◆ **Exercise details**: Report every line of the records that contains the word "tree", and treat uppercase and lowercase as different.

[Items from a dataset]
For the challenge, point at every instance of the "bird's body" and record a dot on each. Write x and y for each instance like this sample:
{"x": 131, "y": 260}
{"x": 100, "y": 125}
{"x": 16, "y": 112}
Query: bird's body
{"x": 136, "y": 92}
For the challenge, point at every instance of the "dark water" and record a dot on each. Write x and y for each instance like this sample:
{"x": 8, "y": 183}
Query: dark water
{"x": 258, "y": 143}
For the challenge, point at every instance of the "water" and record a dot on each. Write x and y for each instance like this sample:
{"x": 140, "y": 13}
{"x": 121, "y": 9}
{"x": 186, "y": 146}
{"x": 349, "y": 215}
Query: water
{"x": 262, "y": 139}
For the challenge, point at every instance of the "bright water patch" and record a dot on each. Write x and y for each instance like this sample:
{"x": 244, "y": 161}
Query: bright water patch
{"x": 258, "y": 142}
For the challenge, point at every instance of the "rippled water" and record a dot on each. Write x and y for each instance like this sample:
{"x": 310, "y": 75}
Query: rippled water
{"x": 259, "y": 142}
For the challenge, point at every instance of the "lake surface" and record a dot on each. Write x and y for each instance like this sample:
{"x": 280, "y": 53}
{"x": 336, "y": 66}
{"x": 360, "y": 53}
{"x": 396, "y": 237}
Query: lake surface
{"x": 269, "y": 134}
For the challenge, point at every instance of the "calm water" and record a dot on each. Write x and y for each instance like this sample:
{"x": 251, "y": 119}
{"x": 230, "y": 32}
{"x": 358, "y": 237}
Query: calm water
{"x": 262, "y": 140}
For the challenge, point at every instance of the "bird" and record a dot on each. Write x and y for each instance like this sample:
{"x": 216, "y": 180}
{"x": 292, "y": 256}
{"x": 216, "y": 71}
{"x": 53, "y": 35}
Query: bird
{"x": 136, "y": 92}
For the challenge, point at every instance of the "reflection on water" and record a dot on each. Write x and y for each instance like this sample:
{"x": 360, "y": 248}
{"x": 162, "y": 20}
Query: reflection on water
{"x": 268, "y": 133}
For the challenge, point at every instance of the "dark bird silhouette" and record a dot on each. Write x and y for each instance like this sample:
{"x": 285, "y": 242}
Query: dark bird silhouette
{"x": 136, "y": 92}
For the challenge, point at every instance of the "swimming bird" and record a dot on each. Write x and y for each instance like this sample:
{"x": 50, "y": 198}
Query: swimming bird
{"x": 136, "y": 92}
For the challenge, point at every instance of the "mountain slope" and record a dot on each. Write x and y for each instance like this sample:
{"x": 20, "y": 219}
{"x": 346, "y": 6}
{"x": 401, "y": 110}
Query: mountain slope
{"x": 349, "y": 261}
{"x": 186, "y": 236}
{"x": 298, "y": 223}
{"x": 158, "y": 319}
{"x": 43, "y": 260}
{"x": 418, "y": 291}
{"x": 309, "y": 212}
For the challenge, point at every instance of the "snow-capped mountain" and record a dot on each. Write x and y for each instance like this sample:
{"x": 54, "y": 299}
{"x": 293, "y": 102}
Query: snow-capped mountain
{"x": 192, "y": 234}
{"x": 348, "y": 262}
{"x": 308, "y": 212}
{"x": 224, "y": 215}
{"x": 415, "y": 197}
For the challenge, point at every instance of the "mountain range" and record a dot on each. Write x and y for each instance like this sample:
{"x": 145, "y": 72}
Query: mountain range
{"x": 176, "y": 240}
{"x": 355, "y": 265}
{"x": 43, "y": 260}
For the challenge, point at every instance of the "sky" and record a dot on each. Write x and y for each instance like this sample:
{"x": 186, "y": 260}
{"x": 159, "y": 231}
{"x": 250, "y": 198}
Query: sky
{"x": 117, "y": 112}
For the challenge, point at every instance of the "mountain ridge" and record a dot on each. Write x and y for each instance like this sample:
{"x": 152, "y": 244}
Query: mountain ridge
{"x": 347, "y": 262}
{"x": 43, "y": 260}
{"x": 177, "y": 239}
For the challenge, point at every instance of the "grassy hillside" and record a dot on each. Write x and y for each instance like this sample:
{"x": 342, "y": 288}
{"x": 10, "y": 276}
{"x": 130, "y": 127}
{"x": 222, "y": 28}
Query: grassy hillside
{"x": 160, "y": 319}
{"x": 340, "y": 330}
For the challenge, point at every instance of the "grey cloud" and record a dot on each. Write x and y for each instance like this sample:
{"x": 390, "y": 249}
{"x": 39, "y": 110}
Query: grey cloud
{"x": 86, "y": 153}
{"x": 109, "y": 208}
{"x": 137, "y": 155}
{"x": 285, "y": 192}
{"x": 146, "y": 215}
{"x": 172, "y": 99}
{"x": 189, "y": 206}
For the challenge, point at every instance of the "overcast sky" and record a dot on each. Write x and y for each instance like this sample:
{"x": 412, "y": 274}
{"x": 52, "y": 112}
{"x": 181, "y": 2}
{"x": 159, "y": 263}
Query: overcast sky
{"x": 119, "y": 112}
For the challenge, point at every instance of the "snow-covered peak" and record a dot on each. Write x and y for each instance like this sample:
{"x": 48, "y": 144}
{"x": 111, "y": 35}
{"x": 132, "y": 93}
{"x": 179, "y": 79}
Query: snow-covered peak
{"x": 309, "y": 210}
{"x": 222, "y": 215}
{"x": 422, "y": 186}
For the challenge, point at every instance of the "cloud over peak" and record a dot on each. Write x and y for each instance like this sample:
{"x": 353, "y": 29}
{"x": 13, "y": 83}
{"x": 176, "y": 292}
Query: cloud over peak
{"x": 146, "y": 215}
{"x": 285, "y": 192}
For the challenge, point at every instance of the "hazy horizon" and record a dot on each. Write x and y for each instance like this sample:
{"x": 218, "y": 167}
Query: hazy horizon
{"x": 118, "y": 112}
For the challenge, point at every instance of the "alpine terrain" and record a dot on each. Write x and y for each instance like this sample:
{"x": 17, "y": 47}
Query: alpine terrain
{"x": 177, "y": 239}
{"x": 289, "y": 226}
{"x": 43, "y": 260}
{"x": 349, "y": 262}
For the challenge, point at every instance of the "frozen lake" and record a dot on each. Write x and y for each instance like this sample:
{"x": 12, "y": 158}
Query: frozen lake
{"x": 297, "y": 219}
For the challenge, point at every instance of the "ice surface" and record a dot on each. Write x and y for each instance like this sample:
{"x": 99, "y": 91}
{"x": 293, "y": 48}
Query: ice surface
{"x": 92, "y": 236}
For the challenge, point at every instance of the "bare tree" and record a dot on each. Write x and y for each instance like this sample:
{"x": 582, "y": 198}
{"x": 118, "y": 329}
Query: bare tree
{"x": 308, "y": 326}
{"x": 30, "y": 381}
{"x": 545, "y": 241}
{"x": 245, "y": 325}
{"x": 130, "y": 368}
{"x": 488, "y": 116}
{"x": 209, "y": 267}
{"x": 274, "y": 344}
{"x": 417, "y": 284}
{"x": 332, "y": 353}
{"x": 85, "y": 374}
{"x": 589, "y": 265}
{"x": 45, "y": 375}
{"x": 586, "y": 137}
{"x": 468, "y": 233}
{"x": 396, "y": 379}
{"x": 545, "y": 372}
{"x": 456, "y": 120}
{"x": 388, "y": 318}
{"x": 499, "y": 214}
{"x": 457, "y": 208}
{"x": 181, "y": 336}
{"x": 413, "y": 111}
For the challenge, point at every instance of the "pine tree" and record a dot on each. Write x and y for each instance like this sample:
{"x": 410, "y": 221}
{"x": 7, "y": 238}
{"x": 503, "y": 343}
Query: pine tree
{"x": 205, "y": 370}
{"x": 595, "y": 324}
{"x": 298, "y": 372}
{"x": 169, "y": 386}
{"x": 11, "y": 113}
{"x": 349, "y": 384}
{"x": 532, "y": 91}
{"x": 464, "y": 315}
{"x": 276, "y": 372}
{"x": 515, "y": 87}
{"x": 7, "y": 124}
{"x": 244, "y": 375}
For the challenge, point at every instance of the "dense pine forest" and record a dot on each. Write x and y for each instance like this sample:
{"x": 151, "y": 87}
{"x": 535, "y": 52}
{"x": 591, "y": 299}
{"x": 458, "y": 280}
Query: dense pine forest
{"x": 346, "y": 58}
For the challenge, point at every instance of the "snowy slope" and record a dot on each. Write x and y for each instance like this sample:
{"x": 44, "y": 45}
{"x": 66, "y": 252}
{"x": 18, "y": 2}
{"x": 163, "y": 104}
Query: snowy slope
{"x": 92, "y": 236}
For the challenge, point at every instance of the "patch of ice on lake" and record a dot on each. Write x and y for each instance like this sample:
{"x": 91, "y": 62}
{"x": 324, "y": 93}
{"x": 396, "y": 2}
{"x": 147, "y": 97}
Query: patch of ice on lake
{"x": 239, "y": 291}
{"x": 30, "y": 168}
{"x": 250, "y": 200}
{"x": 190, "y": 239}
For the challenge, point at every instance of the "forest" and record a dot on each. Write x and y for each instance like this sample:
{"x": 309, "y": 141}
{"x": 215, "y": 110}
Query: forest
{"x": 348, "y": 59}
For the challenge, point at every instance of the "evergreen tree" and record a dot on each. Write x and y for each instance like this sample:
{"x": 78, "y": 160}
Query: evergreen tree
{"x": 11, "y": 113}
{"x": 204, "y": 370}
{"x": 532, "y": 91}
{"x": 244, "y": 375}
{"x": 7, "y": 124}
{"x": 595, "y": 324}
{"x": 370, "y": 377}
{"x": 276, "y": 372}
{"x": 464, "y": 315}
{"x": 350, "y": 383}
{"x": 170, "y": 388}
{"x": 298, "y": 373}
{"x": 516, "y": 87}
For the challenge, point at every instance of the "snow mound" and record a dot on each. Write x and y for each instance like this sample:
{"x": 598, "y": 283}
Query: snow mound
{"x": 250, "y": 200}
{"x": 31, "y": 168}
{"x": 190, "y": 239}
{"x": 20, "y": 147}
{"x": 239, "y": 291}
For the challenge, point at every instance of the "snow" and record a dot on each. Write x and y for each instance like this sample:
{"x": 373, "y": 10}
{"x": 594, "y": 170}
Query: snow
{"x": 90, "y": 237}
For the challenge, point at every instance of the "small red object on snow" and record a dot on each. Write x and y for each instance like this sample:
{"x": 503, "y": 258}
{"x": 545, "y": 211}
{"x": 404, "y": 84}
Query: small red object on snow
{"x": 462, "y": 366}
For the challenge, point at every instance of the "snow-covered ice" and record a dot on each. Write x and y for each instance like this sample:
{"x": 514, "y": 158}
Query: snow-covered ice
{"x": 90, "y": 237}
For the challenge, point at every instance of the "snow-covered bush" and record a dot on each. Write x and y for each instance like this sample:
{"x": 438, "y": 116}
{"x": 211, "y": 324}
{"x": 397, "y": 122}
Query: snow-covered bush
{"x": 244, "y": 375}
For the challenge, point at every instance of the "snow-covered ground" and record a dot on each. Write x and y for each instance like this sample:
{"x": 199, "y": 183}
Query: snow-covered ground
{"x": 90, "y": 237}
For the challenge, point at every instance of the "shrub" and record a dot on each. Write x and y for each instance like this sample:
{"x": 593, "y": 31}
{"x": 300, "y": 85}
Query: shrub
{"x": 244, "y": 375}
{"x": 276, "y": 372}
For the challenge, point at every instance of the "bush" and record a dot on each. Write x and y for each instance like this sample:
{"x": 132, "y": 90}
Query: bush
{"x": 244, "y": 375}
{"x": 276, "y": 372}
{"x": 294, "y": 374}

◆ **Reply to the exercise**:
For the challenge, point at every instance of the "bare tree" and record a dot on each. Write x and y for each instance like this sample:
Query: bare tree
For the challenge, point at every instance of the "pine tree" and record a dot on each. Write x and y for each instance like this sample:
Query: pine tree
For the challenge, point at every instance of the "evergreen tree" and record a dot on each. Write x and y for each instance like this sample:
Query: evergreen tree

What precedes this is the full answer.